ÜBUNGSTEXT
※

Im Umweltbereich strebt die Stiftung danach, die schädlichen Auswirkungen des Reisetourismus zu vermindern, etwa durch die "Friends of World Heritage" Initiative, welche in Partnerschaft mit UNESCO und dem Reiseanbieter Expedia gegründet wurde und dem verstärkten Schutz des Weltnaturerbes verpflichtet ist. Nicht zuletzt mit der Wahl Barack Obamas zum Präsidenten der Vereinigten Staaten ist auch die Klima- und Energiepolitik wieder stärker in den Vordergrund gerückt; dem entspricht auch ein Einsatz der U.N. Foundation für den nachhaltigen Ausbau der Bioenergie sowie für eine Förderung von Energieeinsparmaßnahmen. Auch an den zwischenstaatlichen Verhandlungen für ein künftiges Klimaschutzregime beteiligt sich die Stiftung durch eine enge Zusammenarbeit mit den Vereinten Nationen und ehemaligen Staatsoberhäuptern im hierfür eigens geschaffenen "Club of Madrid".

※

AUFGABEN
1) Nenne alle Partner, mit denen die Stiftung laut Übungstext zusammenarbeitet.
2) Führe den Übungstext über die U.N. Foundation bitte im Anschluss an seinen letzten Satz weiter.
Das anschließende Material stammt aus einer anderen Quelle.

QUELLDATEN
※

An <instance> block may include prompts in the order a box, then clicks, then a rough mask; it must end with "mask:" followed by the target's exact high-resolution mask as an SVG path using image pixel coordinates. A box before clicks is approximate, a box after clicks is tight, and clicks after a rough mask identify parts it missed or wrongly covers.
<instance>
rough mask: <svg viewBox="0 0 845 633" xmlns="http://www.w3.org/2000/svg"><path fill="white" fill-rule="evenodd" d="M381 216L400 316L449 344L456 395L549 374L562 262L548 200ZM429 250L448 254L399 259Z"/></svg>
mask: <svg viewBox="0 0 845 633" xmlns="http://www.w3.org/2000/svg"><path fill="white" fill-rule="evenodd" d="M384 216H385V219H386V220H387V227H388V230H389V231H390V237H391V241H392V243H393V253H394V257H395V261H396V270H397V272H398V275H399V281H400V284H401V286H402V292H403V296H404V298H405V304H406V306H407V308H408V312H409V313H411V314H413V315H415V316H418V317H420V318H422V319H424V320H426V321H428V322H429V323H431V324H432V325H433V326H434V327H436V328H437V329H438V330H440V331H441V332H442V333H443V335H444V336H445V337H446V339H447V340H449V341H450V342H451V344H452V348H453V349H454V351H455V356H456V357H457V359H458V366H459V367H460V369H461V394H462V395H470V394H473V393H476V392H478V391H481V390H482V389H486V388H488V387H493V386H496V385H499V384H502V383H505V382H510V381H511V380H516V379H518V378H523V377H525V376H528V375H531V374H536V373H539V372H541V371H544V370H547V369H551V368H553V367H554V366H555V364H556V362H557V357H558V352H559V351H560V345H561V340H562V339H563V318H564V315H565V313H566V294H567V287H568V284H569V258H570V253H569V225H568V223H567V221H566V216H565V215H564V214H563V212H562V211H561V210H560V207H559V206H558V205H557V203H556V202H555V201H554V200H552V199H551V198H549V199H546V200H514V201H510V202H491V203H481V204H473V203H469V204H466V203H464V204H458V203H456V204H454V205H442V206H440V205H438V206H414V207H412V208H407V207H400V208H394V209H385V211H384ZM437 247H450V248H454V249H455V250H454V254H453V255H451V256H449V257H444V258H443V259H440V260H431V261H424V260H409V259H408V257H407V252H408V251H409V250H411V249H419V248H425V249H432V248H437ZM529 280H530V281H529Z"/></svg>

※

LÖSUNGEN
1) UNESCO, Expedia, die Vereinten Nationen und ehemalige Staatsoberhäupter

2)
Schlüsselfiguren

Die Erfolge der U.N. Foundation und deren anspruchsvolles Arbeitsprogramm sind nicht alleine durch die großzügige Anfangsfinanzierung Ted Turners zu erklären. Ganz maßgeblich dürfte hierfür auch der seit Gründung amtierende Präsident der Stiftung, Timothy E. Wirth, verantwortlich zeichnen. Als ehemaliger demokratischer Abgeordneter im Repräsentantenhaus und anschließender Senator für seinen Heimatstaat Colorado konnte er bereits in den 70er und 80er Jahren einen Ruf als parteiübergreifend vermittelnder und erfolgreicher Entscheidungsträger aufbauen.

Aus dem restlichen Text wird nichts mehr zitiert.